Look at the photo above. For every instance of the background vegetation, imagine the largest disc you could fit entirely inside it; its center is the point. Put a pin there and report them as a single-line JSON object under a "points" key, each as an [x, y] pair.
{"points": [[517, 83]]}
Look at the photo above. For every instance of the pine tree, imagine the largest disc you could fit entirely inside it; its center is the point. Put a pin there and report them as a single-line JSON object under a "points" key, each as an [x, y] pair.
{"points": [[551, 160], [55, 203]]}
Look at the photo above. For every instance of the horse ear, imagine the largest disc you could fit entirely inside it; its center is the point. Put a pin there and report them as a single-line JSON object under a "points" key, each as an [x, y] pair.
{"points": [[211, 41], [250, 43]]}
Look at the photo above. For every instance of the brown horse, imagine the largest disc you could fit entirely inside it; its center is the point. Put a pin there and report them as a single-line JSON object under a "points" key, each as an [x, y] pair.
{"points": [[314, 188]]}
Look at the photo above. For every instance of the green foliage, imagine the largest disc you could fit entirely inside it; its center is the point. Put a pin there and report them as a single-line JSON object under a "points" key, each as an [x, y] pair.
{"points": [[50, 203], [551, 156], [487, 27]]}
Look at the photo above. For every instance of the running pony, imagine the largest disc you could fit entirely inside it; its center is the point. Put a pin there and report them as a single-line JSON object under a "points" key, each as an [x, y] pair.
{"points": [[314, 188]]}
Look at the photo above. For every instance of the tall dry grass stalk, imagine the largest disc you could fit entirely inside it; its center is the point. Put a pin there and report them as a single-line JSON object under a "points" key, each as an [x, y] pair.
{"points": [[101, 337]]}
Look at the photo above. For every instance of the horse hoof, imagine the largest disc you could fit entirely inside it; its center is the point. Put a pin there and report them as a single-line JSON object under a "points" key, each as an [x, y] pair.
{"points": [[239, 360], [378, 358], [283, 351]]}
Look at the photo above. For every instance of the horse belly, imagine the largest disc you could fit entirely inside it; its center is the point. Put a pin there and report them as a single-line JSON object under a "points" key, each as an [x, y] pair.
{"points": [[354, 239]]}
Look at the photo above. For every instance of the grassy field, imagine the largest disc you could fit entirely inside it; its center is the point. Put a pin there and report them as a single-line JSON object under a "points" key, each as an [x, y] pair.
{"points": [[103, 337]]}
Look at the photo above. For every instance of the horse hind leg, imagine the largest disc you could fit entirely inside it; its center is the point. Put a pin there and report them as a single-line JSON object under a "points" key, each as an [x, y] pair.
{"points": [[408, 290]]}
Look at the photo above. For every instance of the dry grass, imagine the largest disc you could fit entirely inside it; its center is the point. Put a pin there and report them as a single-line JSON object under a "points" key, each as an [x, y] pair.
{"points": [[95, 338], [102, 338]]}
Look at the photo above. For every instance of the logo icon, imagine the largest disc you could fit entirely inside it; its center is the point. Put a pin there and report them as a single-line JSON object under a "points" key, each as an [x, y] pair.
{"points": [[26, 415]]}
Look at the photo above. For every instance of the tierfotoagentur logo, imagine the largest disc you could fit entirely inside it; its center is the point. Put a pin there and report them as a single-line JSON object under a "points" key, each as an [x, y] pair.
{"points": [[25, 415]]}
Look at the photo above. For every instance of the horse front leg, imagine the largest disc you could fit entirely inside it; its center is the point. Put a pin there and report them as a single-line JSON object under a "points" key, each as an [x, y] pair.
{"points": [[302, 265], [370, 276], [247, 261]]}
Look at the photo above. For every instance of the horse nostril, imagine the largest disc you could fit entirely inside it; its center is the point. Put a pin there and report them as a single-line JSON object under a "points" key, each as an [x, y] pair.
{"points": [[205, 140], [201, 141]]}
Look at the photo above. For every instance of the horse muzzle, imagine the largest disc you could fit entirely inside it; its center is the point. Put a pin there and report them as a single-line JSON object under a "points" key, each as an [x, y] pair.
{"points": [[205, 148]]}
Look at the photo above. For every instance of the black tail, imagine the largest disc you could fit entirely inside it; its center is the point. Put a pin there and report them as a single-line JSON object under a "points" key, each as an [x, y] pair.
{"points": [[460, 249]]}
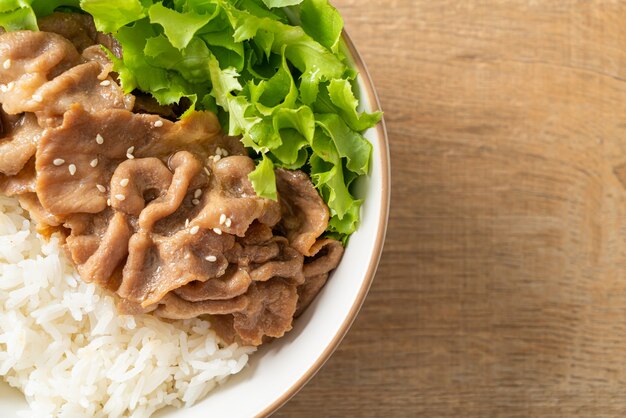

Exercise instructions:
Display every line of the rows above that contains the string "logo". Treat uppercase and lowercase letters as different.

Solved problem:
Look at the photo above. For every instance of the logo icon, imagine the largest disc you could fit entirely inside it; its center is the point. Put a pin there and report them as a single-line JSON object under a "points" key, each as an [x, y] pair.
Look at the photo above. For every instance of the tierfotoagentur logo, imagine the largest disc you could fit entirely inside it; its center is the point. Put a pin there and report them as a single-line JSON object under a "points" key, each as an [x, y] pair.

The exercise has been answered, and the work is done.